▸ 书面题目 A:
用两句话概括下面这篇关于RDD编程的文章。

▸ 原文:
RDD编程

435 阅读8分钟

1.RDD是什么?

RDD(Resilient Distributed Dateset)

弹性[1]分布式[2]数据库

2.RDD五大特性

  • 1.RDD是由一系列partition组成[3]

  • 2.算子(方法)是作用在partition上的

  • 3.RDD之间是有依赖关系的

  • 4.分区器是作用在K.V格式的RDD[4]

  • 5.partition对外提供最佳的计算位置,利于数据处理的本地化

RDD中是不存储数据的,partition中也不存储数据

3.算子

  • Transformation算子

  • 懒执行、需要Action算子触发,application,RDD--RDD
  • filter(过滤算子)、map、flatMap、reduceByKey、sort、partitionBy、sample、groupByKey、union、join、cogroup、crossProduct、mapValues、mapToPair
  • Action算子

  • 一段代码必须有Action算子,一个Action算一个job,RDD--非RDD
  • count(计数)、collect(回收)、reduce(聚合)、lookup、save

Transformation 举例

  • sample

package com.aa.spark

import org.apache.spark.SparkConf
import org.apache.spark.SparkContext
object TransformationTest {
  def main(args: Array[String]): Unit = {
    val conf  = new SparkConf()
    conf.setMaster("local").setAppName("test")
    val sc = new SparkContext(conf)
    val lines = sc.textFile("./words") //minPartitions:指定partition的个数
    /**
     * sample 抽样
     * true/false 代表有无放回抽样
     * 0.1 代表抽样比例
     */
    val result = lines.sample(true,0.1)
    result.foreach(println)
    sc.stop()
  } 
}

运行结果

  • filter

package com.aa.spark

import org.apache.spark.SparkConf
import org.apache.spark.SparkContext
object TransformationTest {
  def main(args: Array[String]): Unit = {
    val conf  = new SparkConf()

▸ 书面题目 B:
返回条目中含有字符串“farthest”的每一行。

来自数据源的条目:
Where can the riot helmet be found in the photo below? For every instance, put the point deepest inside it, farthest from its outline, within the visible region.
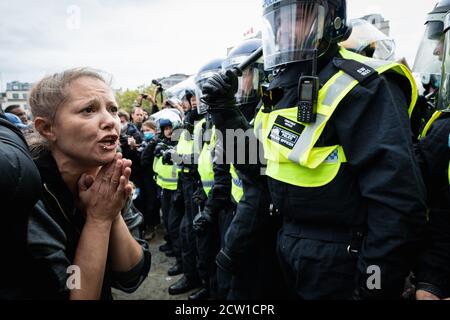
(368, 40)
(205, 72)
(444, 91)
(249, 84)
(428, 62)
(295, 31)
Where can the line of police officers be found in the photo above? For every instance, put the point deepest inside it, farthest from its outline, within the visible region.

▸ 答案 A:
这篇关于RDD编程的文章列出了RDD的五大特性,包括RDD由一系列partition组成、算子作用在partition上、RDD之间有依赖关系、分区器作用在K.V格式的RDD上、partition对外提供最佳计算位置,并指出RDD和partition中都不存储数据。文章还把算子分为懒执行、需要Action算子触发的Transformation算子和一个算一个job的Action算子,并用代码举例说明了sample抽样的用法。

▸ 答案 B:
Where can the riot helmet be found in the photo below? For every instance, put the point deepest inside it, farthest from its outline, within the visible region.
Where can the line of police officers be found in the photo above? For every instance, put the point deepest inside it, farthest from its outline, within the visible region.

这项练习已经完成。